--- Page extract Enclosed Below ---
The notion that an engineer was a technical master first and a businessman second permeated the curriculum of Georgia Tech at the turn of the century. Mechanical engineering students conducted efficiency tests for businesses in Atlanta and experiments using campus facilities. Practical projects at local businesses became a significant part of the educational process at Georgia Tech, especially after the Cooperative Program officially began in 1912. This continues to be the largest optional program of its kind in the country. About forty percent of all mechanical engineering undergraduate students at Georgia Tech are involved in the program. In addition, there is a Graduate Co-op Program, an International Co-op Program, an Undergraduate Professional Internship Program, and a number of study-abroad programs for students to gain international experience.

Tech graduated its first two students, with bachelor's degrees in mechanical engineering, in 1890. The first MSME was authorized in 1922, and a doctoral program was added in 1946. The first MS degrees were awarded in 1925, and the first Ph.D.'s were granted in 1950. Georgia Tech was renamed the Georgia Institute of Technology in 1948. Women were admitted in 1952, and the campus was voluntarily integrated in 1962. In 1949, the Department of Mechanical Engineering officially became the School of Mechanical Engineering with its own director and administrative staff. In 1985 the School was named for its benefactor, distinguished Atlanta business and civic leader, the late George W. Woodruff (class of 1917).

Today, the Woodruff School of Mechanical Engineering is the oldest and second largest of the units that make up the College of Engineering at Georgia Tech. Our enrollment includes 1959 undergraduate students and 863 graduate students. Currently, we have programs in mechanical engineering, nuclear and radiological engineering, medical physics, paper science and engineering, and bioengineering. We offer nine degrees: two in undergraduate studies (BSME and BSNRE) and seven in graduate studies (MS, MSME, MSNE, MSMP, MSPS, MSBIOE, and the Ph.D.).

Currently, sample courses of instruction in mechanical engineering include: engineering graphics, mechanics, computing techniques, creative decisions and design, systems dynamics and control, dynamics of rigid bodies, circuits and electronics, engineering materials, thermodynamics, fluid mechanics, mechanics of materials, experimental methods, heat transfer, machine design, systems lab, energy systems, manufacturing processes, experimental engineering, and capstone design.

Research and teaching in the Woodruff School is directed by a distinguished group of 95 academic faculty, 72 full-time research engineers and scientists, and 10 academic professionals. Also, many of our graduate students are employed as research assistants and are an integral part of this technical community. Faculty work in all the traditional and cutting-edge areas of mechanical engineering: acoustics and dynamics; automation and mechatronics; bioengineering; computer-aided engineering and design; fluid mechanics; heat transfer, combustion, and energy systems; manufacturing; mechanics of materials; MEMS; and tribology. Faculty participating in the Nuclear and Radiological Engineering/Medical Physics Program do research in fission, fusion, and medical physics. In 2019-20, Woodruff School research teams conducted work on more than $45 million worth of grants and contracts from government and industry.
--- End of Enclosed Page extract ---
About this task:
Write out the passage of the Georgia Tech mechanical engineering text starting at "Today, the Woodruff" and ending at "and the Ph.D.).", word for word. The records that follow were taken from a separate source.
--- Supplied entries Enclosed Below ---
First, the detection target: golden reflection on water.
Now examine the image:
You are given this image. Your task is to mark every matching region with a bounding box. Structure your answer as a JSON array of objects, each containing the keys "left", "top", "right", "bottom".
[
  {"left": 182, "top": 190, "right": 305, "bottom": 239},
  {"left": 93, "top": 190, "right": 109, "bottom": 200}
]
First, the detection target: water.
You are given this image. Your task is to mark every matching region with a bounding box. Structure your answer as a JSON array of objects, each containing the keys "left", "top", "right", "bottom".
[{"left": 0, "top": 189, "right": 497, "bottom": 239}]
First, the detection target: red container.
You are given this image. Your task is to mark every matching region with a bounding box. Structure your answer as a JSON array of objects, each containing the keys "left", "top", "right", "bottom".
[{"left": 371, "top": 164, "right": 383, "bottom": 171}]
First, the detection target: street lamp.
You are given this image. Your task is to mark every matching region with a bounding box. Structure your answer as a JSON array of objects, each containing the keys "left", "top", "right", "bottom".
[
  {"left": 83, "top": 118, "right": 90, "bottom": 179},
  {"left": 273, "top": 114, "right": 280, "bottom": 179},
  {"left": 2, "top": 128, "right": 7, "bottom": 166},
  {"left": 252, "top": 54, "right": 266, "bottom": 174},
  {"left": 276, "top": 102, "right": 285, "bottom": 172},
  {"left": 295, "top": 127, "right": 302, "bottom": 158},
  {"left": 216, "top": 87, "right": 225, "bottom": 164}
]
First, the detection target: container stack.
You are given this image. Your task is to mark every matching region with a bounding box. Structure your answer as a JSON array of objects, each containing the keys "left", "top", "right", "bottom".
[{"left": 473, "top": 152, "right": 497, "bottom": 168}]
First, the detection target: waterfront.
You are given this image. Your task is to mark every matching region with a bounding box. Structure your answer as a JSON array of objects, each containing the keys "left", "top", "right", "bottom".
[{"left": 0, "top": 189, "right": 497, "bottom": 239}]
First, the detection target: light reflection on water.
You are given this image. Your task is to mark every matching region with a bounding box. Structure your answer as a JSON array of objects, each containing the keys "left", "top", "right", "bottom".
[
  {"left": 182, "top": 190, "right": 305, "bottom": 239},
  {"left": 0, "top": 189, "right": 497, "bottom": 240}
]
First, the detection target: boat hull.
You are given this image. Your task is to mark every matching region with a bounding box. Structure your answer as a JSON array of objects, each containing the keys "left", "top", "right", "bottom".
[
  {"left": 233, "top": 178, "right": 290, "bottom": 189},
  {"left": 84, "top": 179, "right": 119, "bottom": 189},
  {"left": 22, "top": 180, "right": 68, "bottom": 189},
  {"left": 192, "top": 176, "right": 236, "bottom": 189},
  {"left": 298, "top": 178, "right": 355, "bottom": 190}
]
--- End of Enclosed Supplied entries ---
Solution for this problem:
Today, the Woodruff School of Mechanical Engineering is the oldest and second largest of the units that make up the College of Engineering at Georgia Tech. Our enrollment includes 1959 undergraduate students and 863 graduate students. Currently, we have programs in mechanical engineering, nuclear and radiological engineering, medical physics, paper science and engineering, and bioengineering. We offer nine degrees: two in undergraduate studies (BSME and BSNRE) and seven in graduate studies (MS, MSME, MSNE, MSMP, MSPS, MSBIOE, and the Ph.D.).